> ASSIGNMENT A
Can you reproduce word for word the part of the alert flow page that starts at "- An alert is sent from the management" and stops after "on the Lenovo xClarity Administrator."?
> ASSIGNMENT B
According to the alert flow page, why does the Lenovo xClarity Administrator ignore the alert that the CMM sends it?
** Opening SOURCE PASSAGE block **
On an X Architecture compute node, both
hardware alerts and UEFI alerts are detected and sent to the IBM Flex System Manager.
The following diagram shows the flow of alerts from an X Architecture compute node to the IBM Flex System Manager:
Alert flow (hardware released 11/2014 or later)
To understand how alerts flow through the
Flex System chassis
when an error is detected on a
X Architecture compute node, consider
an example in which the correctable Error Correction Code (ECC) memory
error logging threshold for a
X Architecture compute node is reached.
This event is a predictive failure alert (PFA), which means that the
X Architecture compute node will
continue to function, but there could be a memory failure at some
point. When the management processor on the
X Architecture compute node detects
this problem, the following actions occur:
- The problem is logged by the management processor in the system
event log on the X Architecture compute node.
The
following example shows how the event might appear in the system event
log:
58001 - The PFA Threshold limit (correctable error logging limit) has been exceeded on DIMM number %
at address %. MCx_Status contains % and MCx_Misc contains %.
UEFI
will also detect this problem, and it will log an event in the system
log as well. It will log the same event in the event log.
58001 - The PFA Threshold limit (correctable error logging limit) has been exceeded on DIMM number %
at address %. MCx_Status contains % and MCx_Misc contains %.
- An alert is sent from the management processor on the X Architecture compute node to the CMM and posted
to the event log on the CMM.
The following
example shows the error that might be posted to the
CMM event log:
58001 - The PFA Threshold limit (correctable error logging limit) has been exceeded on DIMM number %
at address %. MCx_Status contains % and MCx_Misc contains %.
- An alert is also sent from the management processor on the X Architecture compute node to the Lenovo xClarity Administrator and posted
to the event log on the Lenovo xClarity Administrator.
The following
example shows the error that might be posted to the event log on the
IBM Flex System Manager:
58001 - The PFA Threshold limit (correctable error logging limit) has been exceeded on DIMM number %
at address %. MCx_Status contains % and MCx_Misc contains %.
Note: If call home is enabled on the Lenovo xClarity Administrator, the Lenovo xClarity Administrator sends a notification
to the Support team, which includes the collected service data.
- An alert is sent from the CMM to the Lenovo xClarity Administrator. In this case,
the event is ignored because the same event was sent by the X Architecture compute node.
** Closing SOURCE PASSAGE block **
** Opening RECORD EXTRACTS block **
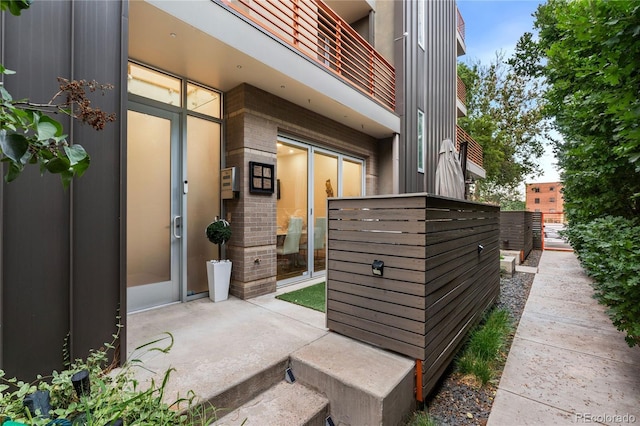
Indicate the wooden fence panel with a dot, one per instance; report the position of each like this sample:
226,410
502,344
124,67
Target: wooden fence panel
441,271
** Closing RECORD EXTRACTS block **
** Opening RECORD EXTRACTS block **
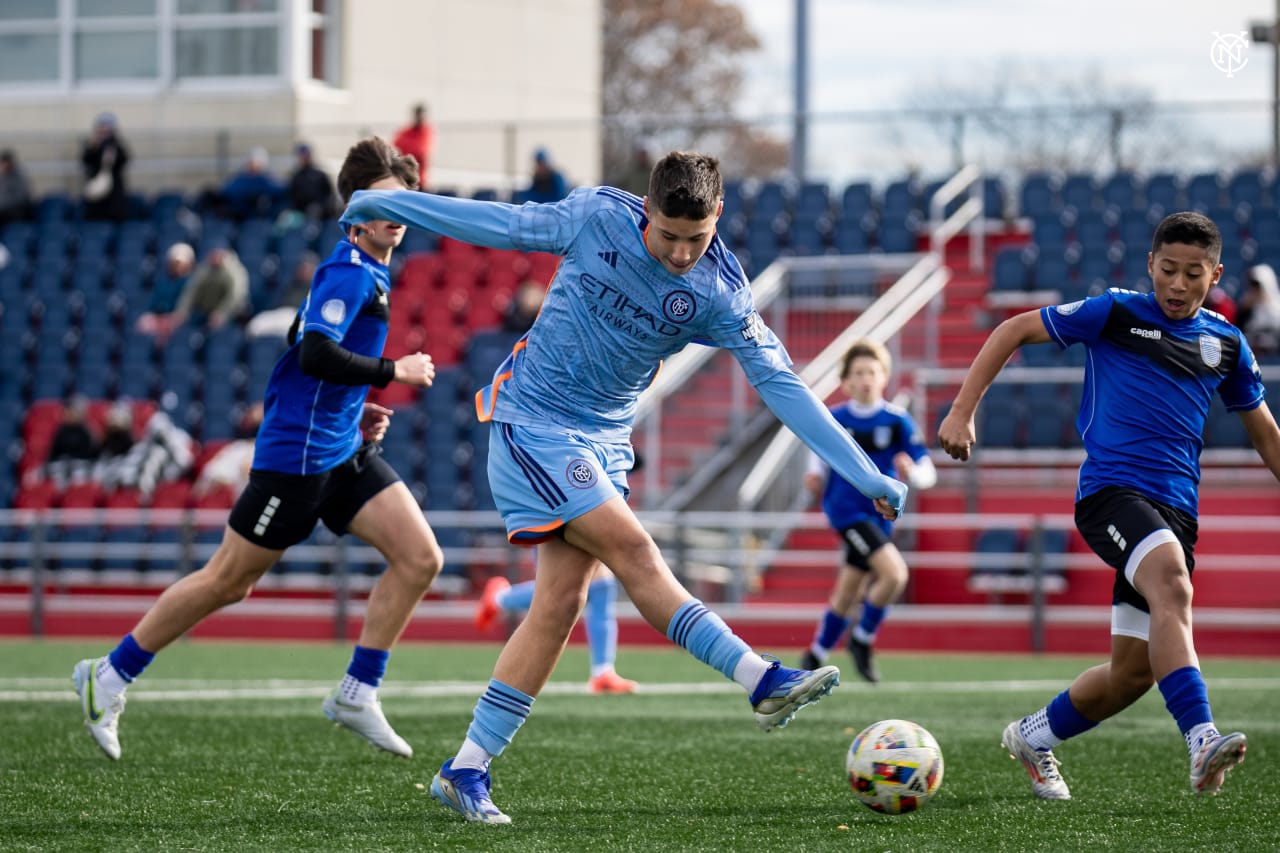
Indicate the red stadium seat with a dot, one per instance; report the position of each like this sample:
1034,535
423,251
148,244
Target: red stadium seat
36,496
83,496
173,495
** Closing RECORD EXTRACTS block **
> ANSWER SECTION A
- An alert is sent from the management processor on the X Architecture compute node to the CMM and posted
to the event log on the CMM.
The following
example shows the error that might be posted to the
CMM event log:
58001 - The PFA Threshold limit (correctable error logging limit) has been exceeded on DIMM number %
at address %. MCx_Status contains % and MCx_Misc contains %.
- An alert is also sent from the management processor on the X Architecture compute node to the Lenovo xClarity Administrator and posted
to the event log on the Lenovo xClarity Administrator.

> ANSWER SECTION B
The Lenovo xClarity Administrator ignores it because the same event was already sent to it by the X Architecture compute node. The management processor on that node sends its own alert directly to the Lenovo xClarity Administrator.